Registros brutos

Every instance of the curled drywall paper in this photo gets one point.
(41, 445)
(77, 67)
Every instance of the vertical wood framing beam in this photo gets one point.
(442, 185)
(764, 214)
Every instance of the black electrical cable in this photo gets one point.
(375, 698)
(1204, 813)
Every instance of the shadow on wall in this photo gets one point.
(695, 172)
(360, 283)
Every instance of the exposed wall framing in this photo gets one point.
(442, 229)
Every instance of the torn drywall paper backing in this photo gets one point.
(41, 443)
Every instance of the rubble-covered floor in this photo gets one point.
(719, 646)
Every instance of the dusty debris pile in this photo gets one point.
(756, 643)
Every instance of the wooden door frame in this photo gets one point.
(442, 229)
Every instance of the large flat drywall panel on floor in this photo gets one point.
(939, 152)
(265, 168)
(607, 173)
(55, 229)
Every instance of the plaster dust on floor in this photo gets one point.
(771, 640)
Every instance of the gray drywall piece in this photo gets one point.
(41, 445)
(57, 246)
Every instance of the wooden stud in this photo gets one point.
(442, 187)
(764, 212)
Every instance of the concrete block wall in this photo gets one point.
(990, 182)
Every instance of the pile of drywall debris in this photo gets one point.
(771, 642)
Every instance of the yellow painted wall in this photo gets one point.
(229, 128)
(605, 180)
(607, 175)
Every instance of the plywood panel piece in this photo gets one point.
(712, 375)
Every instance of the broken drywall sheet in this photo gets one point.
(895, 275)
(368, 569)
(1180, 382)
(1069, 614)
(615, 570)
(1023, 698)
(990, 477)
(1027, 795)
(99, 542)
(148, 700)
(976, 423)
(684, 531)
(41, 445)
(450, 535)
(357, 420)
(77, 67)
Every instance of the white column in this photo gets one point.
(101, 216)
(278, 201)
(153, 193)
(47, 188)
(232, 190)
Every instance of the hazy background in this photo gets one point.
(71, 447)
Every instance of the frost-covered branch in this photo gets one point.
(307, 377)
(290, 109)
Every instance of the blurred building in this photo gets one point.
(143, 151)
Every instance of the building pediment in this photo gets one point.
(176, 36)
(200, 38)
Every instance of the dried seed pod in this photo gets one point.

» Problema proposto
Expresse como tabela Markdown as linhas dos registros acima, do início até a linha que contém "(1204, 813)", inclusive, usando as colunas "Número" e "Linha do registro" e omitindo as linhas em branco.

» Exercício resolvido
| Número | Linha do registro |
|---|---|
| 1 | Every instance of the curled drywall paper in this photo gets one point. |
| 2 | (41, 445) |
| 3 | (77, 67) |
| 4 | Every instance of the vertical wood framing beam in this photo gets one point. |
| 5 | (442, 185) |
| 6 | (764, 214) |
| 7 | Every instance of the black electrical cable in this photo gets one point. |
| 8 | (375, 698) |
| 9 | (1204, 813) |